Task to carry out: Give again, word for word, every line in the entries below from the line with "[[10, 12], [1048, 555], [1179, 543], [634, 172]]" up to and including the line with "Query: turquoise ocean water", and no other line.

Material for this exercise:
____

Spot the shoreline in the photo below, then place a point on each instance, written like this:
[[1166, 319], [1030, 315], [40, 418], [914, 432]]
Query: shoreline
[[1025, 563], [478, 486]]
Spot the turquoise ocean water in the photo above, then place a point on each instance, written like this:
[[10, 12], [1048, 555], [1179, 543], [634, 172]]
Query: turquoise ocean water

____

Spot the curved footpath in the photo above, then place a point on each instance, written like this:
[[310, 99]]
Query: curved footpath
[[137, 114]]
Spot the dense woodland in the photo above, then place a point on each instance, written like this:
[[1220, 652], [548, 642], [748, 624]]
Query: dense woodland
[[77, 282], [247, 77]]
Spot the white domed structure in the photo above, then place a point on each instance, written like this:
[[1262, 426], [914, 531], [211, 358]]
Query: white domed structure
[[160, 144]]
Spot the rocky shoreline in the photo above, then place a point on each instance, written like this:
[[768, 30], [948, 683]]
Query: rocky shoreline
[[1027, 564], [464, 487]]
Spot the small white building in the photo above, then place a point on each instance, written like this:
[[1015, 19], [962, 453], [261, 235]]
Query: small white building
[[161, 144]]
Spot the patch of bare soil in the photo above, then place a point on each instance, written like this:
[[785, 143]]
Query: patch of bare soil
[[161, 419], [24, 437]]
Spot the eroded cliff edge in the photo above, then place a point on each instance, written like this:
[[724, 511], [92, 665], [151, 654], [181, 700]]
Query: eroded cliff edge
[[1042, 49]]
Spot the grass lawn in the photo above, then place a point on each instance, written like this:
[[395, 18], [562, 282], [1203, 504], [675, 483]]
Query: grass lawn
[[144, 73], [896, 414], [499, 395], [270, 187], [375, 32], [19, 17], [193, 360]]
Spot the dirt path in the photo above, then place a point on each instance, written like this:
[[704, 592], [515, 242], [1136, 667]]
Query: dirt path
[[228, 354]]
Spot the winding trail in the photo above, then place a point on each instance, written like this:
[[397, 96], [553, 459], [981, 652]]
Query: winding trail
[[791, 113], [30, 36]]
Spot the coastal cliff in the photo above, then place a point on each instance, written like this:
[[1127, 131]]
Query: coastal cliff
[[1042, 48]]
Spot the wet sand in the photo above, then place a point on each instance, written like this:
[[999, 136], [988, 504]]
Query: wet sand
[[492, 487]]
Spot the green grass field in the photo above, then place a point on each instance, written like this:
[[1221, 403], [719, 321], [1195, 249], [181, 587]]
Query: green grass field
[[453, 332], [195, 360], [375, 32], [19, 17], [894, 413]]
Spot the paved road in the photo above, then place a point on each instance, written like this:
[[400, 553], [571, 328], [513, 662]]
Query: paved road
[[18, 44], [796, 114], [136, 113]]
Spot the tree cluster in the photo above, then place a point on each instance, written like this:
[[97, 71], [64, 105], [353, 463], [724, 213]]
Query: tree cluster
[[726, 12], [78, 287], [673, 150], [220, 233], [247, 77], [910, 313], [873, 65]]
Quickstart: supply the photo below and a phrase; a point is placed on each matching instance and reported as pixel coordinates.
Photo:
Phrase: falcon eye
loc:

____

Output:
[[10, 12], [1048, 555], [1179, 543], [634, 172]]
Query: turquoise ocean water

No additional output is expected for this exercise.